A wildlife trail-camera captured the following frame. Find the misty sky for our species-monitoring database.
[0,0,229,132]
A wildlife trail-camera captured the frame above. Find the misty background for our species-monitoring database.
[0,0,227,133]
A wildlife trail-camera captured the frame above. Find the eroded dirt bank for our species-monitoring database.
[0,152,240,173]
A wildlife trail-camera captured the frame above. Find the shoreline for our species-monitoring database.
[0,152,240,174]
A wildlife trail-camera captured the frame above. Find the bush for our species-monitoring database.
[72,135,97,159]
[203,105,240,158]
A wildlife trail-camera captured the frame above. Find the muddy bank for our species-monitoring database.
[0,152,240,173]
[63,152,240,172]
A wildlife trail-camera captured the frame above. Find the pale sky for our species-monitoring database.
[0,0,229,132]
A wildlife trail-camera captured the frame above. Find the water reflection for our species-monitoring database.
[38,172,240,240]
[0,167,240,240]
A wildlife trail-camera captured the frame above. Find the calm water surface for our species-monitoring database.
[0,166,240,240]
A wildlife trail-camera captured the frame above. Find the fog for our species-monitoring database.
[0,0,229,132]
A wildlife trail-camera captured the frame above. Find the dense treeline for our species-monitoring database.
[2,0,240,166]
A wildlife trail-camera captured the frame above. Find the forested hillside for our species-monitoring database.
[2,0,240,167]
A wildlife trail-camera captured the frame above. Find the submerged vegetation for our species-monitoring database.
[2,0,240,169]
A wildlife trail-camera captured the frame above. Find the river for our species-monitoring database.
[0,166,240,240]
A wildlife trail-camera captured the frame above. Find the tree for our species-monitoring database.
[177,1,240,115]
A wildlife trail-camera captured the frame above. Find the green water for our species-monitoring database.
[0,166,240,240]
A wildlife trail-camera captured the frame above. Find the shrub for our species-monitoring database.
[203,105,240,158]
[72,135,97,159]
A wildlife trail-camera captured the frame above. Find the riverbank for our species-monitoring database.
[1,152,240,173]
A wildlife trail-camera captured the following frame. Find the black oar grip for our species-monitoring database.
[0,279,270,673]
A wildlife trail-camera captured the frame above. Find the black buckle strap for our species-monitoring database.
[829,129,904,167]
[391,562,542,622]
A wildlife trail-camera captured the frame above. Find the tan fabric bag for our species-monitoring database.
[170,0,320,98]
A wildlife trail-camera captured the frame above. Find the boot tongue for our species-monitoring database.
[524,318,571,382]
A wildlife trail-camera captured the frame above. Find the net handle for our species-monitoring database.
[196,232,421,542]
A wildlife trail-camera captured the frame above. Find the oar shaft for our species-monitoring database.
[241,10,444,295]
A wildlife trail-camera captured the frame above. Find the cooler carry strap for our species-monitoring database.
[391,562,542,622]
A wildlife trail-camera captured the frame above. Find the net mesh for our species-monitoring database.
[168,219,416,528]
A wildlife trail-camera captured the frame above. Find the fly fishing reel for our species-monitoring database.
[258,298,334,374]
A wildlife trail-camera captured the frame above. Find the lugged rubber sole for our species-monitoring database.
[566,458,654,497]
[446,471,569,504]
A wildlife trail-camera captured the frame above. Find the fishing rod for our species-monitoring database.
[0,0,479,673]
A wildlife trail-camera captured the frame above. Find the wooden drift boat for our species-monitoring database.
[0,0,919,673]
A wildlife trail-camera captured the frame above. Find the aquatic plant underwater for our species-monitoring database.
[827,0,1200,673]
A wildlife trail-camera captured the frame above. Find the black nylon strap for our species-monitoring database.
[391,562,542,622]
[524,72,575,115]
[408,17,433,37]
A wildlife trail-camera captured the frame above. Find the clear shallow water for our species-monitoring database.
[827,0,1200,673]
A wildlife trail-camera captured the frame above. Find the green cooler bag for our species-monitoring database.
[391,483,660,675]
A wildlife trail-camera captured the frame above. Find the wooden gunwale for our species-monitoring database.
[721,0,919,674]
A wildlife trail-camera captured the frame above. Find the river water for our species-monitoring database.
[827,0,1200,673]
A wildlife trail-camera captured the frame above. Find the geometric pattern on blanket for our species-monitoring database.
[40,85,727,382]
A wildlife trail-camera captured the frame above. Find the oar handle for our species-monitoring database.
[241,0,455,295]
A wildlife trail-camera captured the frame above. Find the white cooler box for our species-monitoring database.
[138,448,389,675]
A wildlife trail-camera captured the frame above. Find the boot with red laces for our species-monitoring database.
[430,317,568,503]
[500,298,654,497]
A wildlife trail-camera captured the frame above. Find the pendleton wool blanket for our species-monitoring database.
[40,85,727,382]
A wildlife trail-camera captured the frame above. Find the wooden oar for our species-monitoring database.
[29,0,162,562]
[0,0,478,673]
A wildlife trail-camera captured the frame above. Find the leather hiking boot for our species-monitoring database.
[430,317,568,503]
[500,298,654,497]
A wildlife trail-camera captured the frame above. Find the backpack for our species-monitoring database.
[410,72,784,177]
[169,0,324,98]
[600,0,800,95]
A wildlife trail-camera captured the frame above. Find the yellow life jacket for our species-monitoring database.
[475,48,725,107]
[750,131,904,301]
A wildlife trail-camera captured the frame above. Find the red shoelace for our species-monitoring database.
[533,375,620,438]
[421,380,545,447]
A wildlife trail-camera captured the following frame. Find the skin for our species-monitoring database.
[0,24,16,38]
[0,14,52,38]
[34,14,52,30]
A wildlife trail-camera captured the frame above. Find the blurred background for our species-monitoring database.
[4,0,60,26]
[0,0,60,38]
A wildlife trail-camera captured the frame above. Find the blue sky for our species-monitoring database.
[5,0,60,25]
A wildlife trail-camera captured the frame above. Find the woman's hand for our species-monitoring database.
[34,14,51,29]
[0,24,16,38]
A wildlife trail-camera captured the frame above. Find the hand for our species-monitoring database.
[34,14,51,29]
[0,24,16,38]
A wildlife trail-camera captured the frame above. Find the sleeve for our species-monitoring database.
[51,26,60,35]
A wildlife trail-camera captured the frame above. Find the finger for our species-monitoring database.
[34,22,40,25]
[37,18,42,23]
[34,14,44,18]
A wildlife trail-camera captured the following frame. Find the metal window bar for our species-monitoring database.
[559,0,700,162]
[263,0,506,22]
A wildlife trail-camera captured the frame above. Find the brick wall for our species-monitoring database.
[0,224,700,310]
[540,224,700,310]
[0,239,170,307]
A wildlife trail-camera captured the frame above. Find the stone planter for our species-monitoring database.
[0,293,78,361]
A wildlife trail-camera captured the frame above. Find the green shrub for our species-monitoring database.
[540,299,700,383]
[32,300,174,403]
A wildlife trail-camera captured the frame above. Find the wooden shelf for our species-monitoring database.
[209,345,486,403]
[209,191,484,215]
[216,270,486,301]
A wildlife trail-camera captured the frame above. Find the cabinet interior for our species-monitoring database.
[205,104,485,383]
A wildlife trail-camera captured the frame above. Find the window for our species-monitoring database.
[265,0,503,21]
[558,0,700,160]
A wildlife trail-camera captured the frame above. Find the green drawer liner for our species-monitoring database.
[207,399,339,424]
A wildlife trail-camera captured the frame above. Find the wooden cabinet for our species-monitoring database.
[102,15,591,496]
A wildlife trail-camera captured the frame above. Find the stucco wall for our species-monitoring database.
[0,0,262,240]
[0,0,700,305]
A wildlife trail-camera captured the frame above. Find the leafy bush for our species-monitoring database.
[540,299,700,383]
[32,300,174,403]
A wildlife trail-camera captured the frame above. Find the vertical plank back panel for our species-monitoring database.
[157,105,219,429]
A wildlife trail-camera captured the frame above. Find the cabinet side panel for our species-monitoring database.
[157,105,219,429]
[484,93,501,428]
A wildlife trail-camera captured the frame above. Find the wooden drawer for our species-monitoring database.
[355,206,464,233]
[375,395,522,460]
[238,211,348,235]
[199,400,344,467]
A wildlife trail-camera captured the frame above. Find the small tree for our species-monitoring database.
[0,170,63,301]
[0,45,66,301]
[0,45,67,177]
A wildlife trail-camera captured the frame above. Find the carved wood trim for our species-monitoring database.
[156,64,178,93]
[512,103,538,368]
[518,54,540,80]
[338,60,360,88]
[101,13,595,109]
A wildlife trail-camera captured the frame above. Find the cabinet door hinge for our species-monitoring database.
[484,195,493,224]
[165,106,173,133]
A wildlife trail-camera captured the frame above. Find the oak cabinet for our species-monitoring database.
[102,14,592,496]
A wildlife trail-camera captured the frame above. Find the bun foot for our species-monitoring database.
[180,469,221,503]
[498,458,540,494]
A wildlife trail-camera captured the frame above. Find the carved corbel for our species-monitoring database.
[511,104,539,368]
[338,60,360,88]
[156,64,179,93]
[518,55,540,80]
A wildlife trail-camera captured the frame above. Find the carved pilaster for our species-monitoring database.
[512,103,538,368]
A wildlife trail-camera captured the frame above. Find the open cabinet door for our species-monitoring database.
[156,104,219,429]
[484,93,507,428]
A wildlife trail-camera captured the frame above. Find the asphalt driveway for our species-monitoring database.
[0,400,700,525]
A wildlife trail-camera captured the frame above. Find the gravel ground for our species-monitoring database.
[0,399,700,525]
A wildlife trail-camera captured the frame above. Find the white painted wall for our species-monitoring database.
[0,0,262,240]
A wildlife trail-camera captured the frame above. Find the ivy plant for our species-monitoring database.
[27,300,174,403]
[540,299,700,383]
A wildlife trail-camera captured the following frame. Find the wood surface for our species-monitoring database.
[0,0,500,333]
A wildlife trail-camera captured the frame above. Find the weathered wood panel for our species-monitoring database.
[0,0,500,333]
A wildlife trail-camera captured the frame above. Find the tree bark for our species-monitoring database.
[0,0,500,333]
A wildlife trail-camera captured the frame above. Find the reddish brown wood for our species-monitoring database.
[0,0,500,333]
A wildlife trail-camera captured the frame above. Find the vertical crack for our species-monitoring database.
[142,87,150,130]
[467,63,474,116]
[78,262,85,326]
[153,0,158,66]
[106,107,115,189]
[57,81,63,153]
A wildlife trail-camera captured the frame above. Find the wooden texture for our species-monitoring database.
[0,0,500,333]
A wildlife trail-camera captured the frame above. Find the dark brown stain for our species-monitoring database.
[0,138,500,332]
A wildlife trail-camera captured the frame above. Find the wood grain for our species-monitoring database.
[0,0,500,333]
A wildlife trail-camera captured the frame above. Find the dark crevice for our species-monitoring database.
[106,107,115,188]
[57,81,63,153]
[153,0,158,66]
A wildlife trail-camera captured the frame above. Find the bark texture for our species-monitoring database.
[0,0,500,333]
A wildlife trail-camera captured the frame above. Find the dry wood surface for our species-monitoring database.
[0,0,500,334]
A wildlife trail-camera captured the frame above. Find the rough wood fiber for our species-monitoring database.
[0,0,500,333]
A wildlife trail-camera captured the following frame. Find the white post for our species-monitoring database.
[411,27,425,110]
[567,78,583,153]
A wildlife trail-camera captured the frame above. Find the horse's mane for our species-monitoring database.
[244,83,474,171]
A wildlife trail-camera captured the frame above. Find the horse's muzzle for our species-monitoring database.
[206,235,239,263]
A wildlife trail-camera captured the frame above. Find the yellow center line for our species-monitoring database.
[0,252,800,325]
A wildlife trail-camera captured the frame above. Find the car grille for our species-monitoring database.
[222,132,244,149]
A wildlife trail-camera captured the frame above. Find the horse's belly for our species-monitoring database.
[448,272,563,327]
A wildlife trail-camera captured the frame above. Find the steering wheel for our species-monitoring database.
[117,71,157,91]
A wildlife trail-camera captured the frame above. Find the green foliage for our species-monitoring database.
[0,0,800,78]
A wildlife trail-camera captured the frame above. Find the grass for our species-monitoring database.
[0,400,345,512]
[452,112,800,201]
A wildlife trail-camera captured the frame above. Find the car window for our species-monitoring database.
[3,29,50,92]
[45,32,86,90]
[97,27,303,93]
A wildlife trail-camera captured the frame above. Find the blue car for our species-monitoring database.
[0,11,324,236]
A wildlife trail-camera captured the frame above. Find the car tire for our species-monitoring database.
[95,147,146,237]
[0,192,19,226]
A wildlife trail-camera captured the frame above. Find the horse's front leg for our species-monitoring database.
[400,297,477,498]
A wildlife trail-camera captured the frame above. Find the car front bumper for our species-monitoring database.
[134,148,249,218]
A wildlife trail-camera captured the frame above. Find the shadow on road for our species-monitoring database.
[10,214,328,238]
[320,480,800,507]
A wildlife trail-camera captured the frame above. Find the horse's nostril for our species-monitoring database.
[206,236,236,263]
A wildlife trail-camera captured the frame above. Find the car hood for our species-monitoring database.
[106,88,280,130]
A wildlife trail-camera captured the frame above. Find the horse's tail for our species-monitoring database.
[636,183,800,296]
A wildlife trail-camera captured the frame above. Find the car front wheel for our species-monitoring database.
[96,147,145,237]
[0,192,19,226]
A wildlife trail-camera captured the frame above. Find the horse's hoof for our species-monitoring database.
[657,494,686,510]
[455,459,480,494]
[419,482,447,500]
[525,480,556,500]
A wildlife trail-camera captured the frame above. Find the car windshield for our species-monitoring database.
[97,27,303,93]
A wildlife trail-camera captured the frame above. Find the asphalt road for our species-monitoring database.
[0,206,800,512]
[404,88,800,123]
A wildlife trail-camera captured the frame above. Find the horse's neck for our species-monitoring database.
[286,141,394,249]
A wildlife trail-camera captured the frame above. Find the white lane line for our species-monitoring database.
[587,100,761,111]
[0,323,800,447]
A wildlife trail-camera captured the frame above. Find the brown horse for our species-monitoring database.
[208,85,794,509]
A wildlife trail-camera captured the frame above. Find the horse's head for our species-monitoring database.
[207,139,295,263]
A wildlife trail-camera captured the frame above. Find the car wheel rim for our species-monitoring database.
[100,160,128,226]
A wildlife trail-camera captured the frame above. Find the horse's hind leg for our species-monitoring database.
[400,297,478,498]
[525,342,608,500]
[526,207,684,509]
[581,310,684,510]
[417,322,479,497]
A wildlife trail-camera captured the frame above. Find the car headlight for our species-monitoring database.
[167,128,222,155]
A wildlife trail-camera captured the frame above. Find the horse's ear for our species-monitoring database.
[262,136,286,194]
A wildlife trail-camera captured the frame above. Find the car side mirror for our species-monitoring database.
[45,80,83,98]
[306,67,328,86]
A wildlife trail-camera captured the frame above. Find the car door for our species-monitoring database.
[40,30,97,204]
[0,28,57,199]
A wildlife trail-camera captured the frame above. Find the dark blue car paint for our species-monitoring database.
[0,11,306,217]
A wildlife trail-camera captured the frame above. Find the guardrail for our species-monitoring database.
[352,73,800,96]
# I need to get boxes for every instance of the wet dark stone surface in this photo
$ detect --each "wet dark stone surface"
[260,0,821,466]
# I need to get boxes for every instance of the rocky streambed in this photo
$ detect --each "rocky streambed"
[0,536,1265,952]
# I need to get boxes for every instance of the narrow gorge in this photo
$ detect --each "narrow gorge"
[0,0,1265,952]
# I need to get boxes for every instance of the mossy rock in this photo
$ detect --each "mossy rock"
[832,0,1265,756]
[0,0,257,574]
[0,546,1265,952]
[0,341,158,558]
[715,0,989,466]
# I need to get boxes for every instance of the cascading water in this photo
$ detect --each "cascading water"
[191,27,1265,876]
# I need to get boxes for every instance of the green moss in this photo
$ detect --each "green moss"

+ + +

**What this task involves**
Update the material starting at the line with "bar for our species-monitoring database." and ending at the line with "[484,93,501,428]", swapping "leafy bush" for "leafy shrub" and leaving everything else the same. Give back only those lines.

**Correct output**
A wildlife trail-camera captured the following frame. Find the metal window bar for our species-monitoring database.
[559,0,700,162]
[263,0,506,22]
A wildlife trail-camera captured the frame above. Find the brick wall for our species-monitoring database.
[0,224,700,310]
[540,224,700,310]
[0,239,170,307]
A wildlife trail-camera captured the frame above. Find the stone planter for our species-monitoring database.
[0,293,78,361]
A wildlife trail-camera captured the frame above. Find the green shrub for our species-monitoring database.
[540,299,700,383]
[32,300,174,403]
A wildlife trail-camera captured the frame above. Find the wooden shelf for our species-monitoring database.
[209,345,486,403]
[209,191,484,215]
[216,270,486,301]
A wildlife trail-camera captured the frame above. Find the cabinet interior for our species-monitoring database.
[205,104,485,383]
A wildlife trail-camera captured the frame above. Find the window for our species-monitoring database.
[265,0,503,21]
[558,0,700,160]
A wildlife trail-camera captured the frame above. Find the green drawer liner for our species-monitoring database.
[207,399,339,424]
A wildlife trail-camera captured the frame above. Find the wooden cabinet for our species-monitoring database.
[102,15,591,496]
A wildlife trail-camera captured the frame above. Find the stucco wall for our species-monitoring database.
[0,0,262,240]
[0,0,700,305]
A wildlife trail-camera captured the frame above. Find the leafy shrub for our species-monitoring database.
[540,299,700,383]
[32,300,174,403]
A wildlife trail-camera captured the frame above. Find the vertical plank back panel for our species-monitoring database.
[157,105,219,429]
A wildlife trail-camera captured the frame above. Find the cabinet side panel for our species-monitoring database.
[157,105,219,429]
[484,93,501,428]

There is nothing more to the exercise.